Record set start

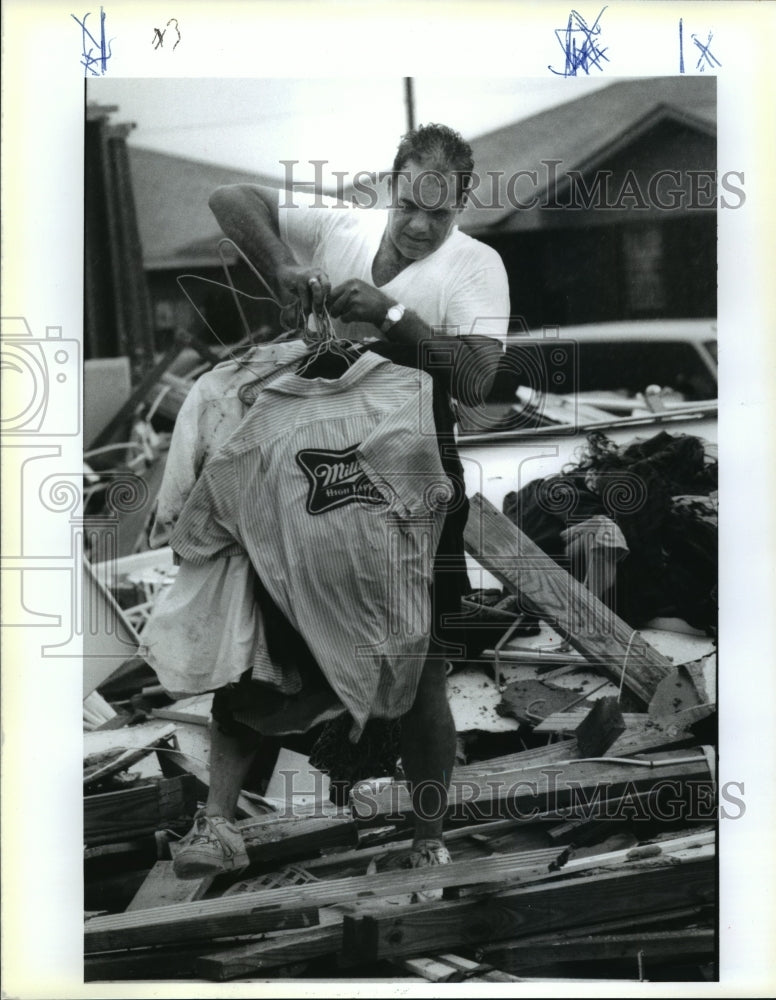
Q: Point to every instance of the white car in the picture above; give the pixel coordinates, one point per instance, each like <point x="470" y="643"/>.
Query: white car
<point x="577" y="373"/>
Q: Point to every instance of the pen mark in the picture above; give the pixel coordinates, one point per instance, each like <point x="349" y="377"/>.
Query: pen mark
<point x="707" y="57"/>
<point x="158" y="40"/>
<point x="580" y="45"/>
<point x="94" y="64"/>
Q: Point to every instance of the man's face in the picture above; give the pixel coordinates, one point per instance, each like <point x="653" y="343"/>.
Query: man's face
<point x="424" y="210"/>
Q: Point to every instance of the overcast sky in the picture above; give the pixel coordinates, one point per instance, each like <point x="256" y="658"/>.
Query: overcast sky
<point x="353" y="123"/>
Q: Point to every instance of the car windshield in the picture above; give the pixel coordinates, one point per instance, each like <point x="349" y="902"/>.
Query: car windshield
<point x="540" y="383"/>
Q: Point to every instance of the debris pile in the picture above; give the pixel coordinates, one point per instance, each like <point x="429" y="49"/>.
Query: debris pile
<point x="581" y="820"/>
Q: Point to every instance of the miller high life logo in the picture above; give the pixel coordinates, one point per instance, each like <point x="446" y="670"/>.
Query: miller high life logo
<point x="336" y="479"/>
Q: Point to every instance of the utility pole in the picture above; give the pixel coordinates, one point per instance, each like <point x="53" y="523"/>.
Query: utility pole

Record set end

Exercise:
Rewrite the material above with "white car" changed to "silver car" wherever it appears, keeping everything else the same. Omit the pictures from your answer.

Output for this exercise:
Q: Point to every instance of the silver car in the picture above; give the pixel coordinates, one point per instance, each like <point x="470" y="643"/>.
Query: silver car
<point x="577" y="373"/>
Q: Point to every instance of the pen mark in the picture above; give the pixel coordinates, one point per instance, each like <point x="349" y="377"/>.
Query: pen mark
<point x="707" y="57"/>
<point x="158" y="40"/>
<point x="580" y="45"/>
<point x="94" y="64"/>
Q: Point to every instance of the man's face in the picture above; give the pixel coordinates, one point per instance, each like <point x="653" y="343"/>.
Query: man's face
<point x="424" y="210"/>
Q: Point to every instance of the overcast sky in the picture above; give the pixel coordinates, one point per instance, each like <point x="256" y="658"/>.
Query: overcast sky
<point x="353" y="123"/>
Q: Point to every instance of the car windshield in the picture above; give the pixel coordinates, one point per instance, each like <point x="349" y="902"/>.
Query: car windshield
<point x="540" y="383"/>
Q: Point to every instance of the debris pile in the picture above; give the pixel coordinates, one point per instance, each like <point x="429" y="49"/>.
Query: debris pile
<point x="581" y="820"/>
Q: Point to every instance of the miller high life logo in the picture above; give the pixel coordinates, one point per instance, each like <point x="446" y="670"/>.
Query: miller high life logo
<point x="336" y="479"/>
Q: Point to every instance of the utility pole in the picture above; give the pixel coordinates, one point per instance, each like <point x="53" y="523"/>.
Query: utility pole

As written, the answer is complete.